__WHAT YOU ARE ASKED TO DO__
The records that follow are to be transcribed in full, without their images.
-------- EXERCISE DATA
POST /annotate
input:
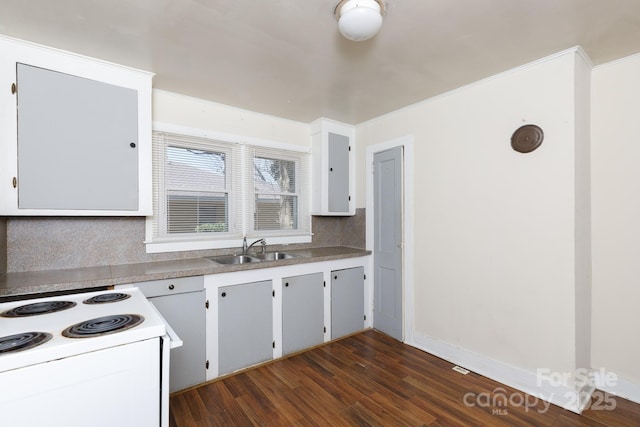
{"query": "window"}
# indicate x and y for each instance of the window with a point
(210, 193)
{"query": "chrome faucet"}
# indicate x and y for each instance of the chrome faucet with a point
(245, 248)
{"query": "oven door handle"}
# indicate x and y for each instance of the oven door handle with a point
(174, 340)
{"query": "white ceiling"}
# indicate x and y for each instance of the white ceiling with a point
(286, 57)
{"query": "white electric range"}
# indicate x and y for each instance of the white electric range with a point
(98, 358)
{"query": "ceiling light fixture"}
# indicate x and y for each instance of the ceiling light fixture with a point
(359, 20)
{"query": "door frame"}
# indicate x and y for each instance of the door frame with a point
(407, 223)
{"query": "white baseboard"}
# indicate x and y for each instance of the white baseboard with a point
(525, 381)
(617, 386)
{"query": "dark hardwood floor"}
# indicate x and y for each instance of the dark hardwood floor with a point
(370, 379)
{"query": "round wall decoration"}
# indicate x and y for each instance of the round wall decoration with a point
(527, 138)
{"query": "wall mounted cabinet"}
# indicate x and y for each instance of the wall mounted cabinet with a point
(333, 170)
(76, 136)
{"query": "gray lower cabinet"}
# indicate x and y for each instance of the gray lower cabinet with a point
(182, 302)
(302, 312)
(347, 301)
(245, 325)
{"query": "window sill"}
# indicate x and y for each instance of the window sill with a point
(196, 245)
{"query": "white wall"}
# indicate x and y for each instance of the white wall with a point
(495, 230)
(616, 218)
(197, 113)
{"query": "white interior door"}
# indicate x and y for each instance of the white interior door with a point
(388, 241)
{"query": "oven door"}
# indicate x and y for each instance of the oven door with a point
(116, 386)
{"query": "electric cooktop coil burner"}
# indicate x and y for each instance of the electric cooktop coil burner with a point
(37, 308)
(103, 325)
(23, 341)
(106, 298)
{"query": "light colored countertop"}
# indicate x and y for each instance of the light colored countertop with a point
(31, 283)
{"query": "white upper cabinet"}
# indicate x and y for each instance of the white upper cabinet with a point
(75, 135)
(333, 176)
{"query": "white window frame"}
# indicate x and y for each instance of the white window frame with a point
(155, 244)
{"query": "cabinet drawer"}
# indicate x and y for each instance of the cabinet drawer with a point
(178, 285)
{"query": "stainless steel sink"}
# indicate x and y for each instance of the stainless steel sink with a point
(234, 259)
(273, 256)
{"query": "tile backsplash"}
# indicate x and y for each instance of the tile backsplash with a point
(50, 243)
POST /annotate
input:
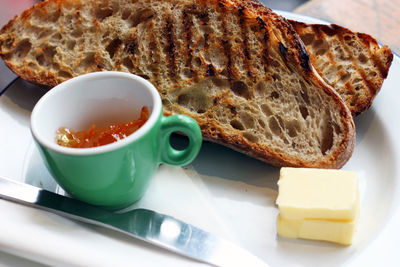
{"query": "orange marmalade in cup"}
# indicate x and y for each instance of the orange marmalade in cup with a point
(100, 136)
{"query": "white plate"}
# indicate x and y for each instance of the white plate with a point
(222, 191)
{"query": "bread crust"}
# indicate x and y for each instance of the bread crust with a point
(280, 39)
(363, 58)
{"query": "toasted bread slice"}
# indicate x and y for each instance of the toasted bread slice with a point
(235, 66)
(352, 63)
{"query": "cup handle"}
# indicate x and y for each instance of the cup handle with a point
(187, 125)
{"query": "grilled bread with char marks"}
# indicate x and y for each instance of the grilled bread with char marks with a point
(236, 67)
(352, 63)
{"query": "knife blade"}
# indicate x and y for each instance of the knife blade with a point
(155, 228)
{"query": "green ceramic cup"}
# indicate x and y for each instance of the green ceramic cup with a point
(114, 175)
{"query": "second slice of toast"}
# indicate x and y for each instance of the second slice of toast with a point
(236, 67)
(352, 63)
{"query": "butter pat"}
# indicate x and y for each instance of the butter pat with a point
(317, 193)
(318, 204)
(340, 232)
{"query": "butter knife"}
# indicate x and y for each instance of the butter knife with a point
(158, 229)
----------------
__FINAL ANSWER__
POST /annotate
input:
{"query": "window"}
# indicate x and y for each instance of the window with a point
(210, 193)
{"query": "chrome faucet"}
# indicate x and y for each instance of the chrome faucet with a point
(245, 248)
{"query": "oven door handle"}
# indicate x and y for each instance of the oven door handle with a point
(174, 340)
{"query": "white ceiling"}
# indicate x and y for each instance of the white ceiling with a point
(286, 57)
{"query": "white electric range"}
# indicate x and y for each instance of the white electric range with a point
(98, 358)
{"query": "ceiling light fixture"}
# indicate x and y for each instance of the ceiling light fixture with a point
(359, 20)
{"query": "door frame"}
# indicate x and y for each instance of the door frame with a point
(407, 223)
{"query": "white baseboard"}
# indicate x and y for each instance of the white baseboard with a point
(525, 381)
(617, 386)
{"query": "dark hardwood floor"}
# indicate x and y for each instance of the dark hardwood floor with a point
(370, 379)
{"query": "round wall decoration"}
# indicate x and y for each instance of the round wall decoration with a point
(527, 138)
{"query": "wall mounted cabinet"}
# indicate x and y for each instance of the wall mounted cabinet with a point
(333, 170)
(76, 136)
{"query": "gray lower cabinet"}
# indicate x and y for each instance of the gray lower cabinet with a point
(182, 302)
(302, 312)
(347, 301)
(245, 325)
{"query": "window sill"}
# indicate x and y for each instance of the window sill with a point
(196, 245)
{"query": "white wall"}
# indicate x and y for each instance of the white wall with a point
(495, 230)
(616, 218)
(197, 113)
{"query": "white interior door"}
# indicate x and y for each instance of the white interior door with a point
(388, 241)
{"query": "oven door"}
# indicate x and y for each instance of the oven door with a point
(116, 386)
{"query": "electric cooktop coil burner"}
# indicate x and y for each instance of the electric cooktop coil burner with a point
(37, 308)
(103, 325)
(23, 341)
(106, 298)
{"query": "light colored countertop"}
# indicate x and y for each instance of the light colored countertop with a point
(31, 283)
{"query": "white upper cabinet"}
# indicate x and y for each instance of the white upper cabinet with a point
(75, 135)
(333, 176)
{"query": "white window frame"}
# indicate x and y for each instance of the white window frame with a point
(155, 244)
{"query": "cabinet drawer"}
# indicate x and y for each instance of the cabinet drawer with a point
(178, 285)
{"query": "stainless steel sink"}
# indicate x and y for each instance of the stainless steel sink with a point
(234, 259)
(273, 256)
{"query": "tile backsplash"}
# indicate x and y for each instance of the tile backsplash with a point
(50, 243)
POST /annotate
input:
{"query": "orange marmalade in cup"}
# indicate x and y for each instance of the orange marmalade in cup with a point
(100, 136)
{"query": "white plate"}
# indicate x and y for each instance of the white plate with a point
(222, 191)
{"query": "bread crust"}
# indicate x and y for each instance of the bread crust with a point
(280, 39)
(363, 58)
{"query": "toasted bread slice"}
# indicate x and y for each instance of the toasted bread slice with a point
(235, 66)
(352, 63)
{"query": "cup handle"}
# indicate x and y for each instance of the cup handle with a point
(187, 125)
{"query": "grilled bread with char marks"}
# indicate x and y for each instance of the grilled bread with char marks with a point
(236, 67)
(352, 63)
{"query": "knife blade"}
# indicate x and y for each instance of the knife blade with a point
(155, 228)
{"query": "green ceramic cup"}
# indicate x and y for each instance of the green ceramic cup with a point
(114, 175)
{"query": "second slice of toast"}
# indicate x and y for each instance of the second slice of toast with a point
(236, 67)
(352, 63)
{"query": "butter pat"}
# indicate x and y for each instance of the butter pat with a point
(317, 193)
(318, 204)
(340, 232)
{"query": "butter knife"}
# indicate x and y for each instance of the butter knife with a point
(158, 229)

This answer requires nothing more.